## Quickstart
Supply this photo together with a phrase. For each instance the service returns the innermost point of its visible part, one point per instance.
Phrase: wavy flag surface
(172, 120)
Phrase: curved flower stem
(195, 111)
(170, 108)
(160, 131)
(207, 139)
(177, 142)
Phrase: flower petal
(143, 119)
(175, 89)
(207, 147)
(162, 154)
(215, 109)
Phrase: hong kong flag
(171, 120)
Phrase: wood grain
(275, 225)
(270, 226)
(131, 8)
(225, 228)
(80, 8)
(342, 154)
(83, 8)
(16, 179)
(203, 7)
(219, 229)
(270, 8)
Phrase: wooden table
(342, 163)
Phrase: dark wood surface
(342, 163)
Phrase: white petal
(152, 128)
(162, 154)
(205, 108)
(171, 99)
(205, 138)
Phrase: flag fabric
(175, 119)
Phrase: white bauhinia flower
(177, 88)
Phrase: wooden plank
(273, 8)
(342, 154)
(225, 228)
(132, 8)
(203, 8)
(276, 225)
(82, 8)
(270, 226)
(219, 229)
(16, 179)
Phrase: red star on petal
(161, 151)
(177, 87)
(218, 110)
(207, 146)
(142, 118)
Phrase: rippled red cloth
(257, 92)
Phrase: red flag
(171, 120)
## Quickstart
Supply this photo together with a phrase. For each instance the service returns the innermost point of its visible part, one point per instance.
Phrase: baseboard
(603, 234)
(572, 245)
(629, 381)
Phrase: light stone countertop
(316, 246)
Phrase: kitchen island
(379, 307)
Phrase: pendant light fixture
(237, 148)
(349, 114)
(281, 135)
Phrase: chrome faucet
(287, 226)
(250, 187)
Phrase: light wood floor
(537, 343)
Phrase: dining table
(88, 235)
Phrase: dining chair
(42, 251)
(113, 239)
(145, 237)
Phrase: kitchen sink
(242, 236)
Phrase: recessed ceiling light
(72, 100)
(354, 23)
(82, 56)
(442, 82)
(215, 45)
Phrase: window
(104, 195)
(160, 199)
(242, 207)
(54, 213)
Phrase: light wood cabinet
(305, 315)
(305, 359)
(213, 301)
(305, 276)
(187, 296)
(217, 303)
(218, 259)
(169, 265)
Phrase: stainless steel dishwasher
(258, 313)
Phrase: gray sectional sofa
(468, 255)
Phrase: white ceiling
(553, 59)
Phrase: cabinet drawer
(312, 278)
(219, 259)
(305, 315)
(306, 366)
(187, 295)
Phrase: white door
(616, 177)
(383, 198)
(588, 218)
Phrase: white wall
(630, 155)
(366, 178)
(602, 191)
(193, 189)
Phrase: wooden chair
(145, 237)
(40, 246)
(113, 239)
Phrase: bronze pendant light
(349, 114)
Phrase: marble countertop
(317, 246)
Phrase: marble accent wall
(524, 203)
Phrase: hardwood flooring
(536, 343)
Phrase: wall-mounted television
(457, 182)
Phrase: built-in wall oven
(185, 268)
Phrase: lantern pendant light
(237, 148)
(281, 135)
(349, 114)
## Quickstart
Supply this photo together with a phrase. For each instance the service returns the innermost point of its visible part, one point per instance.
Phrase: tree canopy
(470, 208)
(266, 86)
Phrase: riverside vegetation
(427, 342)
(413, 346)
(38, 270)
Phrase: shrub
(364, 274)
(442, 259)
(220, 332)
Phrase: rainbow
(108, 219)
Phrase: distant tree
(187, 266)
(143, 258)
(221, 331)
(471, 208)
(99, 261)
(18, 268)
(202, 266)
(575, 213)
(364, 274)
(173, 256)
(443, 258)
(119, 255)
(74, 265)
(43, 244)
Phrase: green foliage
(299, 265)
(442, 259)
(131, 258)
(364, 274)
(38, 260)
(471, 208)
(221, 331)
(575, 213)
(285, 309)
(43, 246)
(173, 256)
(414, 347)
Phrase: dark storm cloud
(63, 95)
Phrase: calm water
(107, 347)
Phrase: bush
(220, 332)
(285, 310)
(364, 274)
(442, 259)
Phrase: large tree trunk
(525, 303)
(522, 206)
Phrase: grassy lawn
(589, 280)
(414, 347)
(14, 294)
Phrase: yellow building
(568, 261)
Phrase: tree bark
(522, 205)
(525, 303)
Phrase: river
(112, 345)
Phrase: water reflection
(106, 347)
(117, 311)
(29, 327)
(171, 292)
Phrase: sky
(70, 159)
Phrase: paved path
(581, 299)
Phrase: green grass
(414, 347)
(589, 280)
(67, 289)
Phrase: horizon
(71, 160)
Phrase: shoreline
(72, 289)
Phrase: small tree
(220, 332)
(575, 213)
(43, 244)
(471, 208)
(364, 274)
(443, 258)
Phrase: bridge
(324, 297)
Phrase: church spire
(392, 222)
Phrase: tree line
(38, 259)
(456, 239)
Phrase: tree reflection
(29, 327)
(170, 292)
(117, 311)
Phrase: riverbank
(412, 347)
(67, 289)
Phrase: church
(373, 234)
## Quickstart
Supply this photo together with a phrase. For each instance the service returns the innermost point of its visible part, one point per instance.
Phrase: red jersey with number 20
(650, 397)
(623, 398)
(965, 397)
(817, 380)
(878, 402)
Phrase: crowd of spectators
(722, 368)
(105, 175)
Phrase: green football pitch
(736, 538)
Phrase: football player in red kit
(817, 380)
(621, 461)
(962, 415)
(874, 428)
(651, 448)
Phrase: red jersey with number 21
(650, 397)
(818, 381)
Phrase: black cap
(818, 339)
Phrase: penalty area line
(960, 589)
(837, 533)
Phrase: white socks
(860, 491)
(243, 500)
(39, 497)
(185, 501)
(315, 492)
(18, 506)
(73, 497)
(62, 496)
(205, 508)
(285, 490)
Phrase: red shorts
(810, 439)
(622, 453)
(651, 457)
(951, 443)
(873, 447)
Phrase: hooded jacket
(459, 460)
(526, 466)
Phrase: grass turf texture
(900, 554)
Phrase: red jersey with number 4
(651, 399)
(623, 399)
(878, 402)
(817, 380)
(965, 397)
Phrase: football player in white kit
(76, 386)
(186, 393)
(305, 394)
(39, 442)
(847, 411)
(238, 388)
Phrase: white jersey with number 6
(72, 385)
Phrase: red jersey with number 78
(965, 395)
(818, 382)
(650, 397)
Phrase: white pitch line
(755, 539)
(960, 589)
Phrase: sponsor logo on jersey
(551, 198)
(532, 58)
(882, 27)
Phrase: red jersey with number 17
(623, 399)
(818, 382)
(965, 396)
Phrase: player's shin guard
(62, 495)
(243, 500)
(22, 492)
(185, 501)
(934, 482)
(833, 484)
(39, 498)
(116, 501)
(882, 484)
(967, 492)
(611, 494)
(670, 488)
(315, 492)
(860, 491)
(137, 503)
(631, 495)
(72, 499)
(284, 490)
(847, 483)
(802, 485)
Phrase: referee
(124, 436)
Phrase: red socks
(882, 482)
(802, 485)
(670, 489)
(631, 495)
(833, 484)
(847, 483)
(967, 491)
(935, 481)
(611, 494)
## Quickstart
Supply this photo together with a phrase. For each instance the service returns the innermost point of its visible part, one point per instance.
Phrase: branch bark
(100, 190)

════

# PROBLEM TO SOLVE:
Exactly and exclusively, repeat the lines from the line that contains "Phrase: penalty area line" through the end of the records, both ends included.

# THE OUTPUT:
Phrase: penalty area line
(960, 589)
(837, 533)
Phrase: white socks
(860, 491)
(243, 500)
(39, 497)
(185, 501)
(315, 492)
(18, 506)
(73, 497)
(62, 496)
(205, 508)
(285, 490)
Phrase: red shorts
(810, 439)
(622, 453)
(651, 457)
(951, 443)
(873, 447)
Phrase: hooded jacket
(459, 460)
(526, 466)
Phrase: grass turf texture
(900, 554)
Phrase: red jersey with number 4
(651, 399)
(623, 399)
(878, 402)
(817, 380)
(965, 397)
Phrase: football player in white kit
(76, 386)
(186, 393)
(305, 394)
(39, 442)
(847, 411)
(238, 388)
Phrase: white jersey with number 6
(72, 385)
Phrase: red jersey with number 78
(965, 395)
(818, 382)
(650, 397)
Phrase: white pitch line
(755, 539)
(960, 589)
Phrase: sponsor logo on jersey
(551, 198)
(532, 58)
(882, 27)
Phrase: red jersey with number 17
(623, 399)
(818, 382)
(965, 396)
Phrase: player's shin guard
(62, 495)
(243, 500)
(22, 492)
(185, 501)
(934, 482)
(833, 484)
(39, 498)
(116, 501)
(882, 484)
(967, 492)
(611, 494)
(670, 488)
(315, 492)
(860, 491)
(137, 503)
(631, 495)
(72, 499)
(284, 490)
(847, 483)
(802, 485)
Phrase: referee
(124, 436)
Phrase: red socks
(882, 482)
(802, 485)
(670, 489)
(631, 495)
(833, 484)
(847, 483)
(967, 491)
(935, 481)
(611, 494)
## Quickstart
Supply this photo together with a phrase. For each instance the service returns the innermost point of its visible part, one point per instance.
Phrase: branch bark
(100, 190)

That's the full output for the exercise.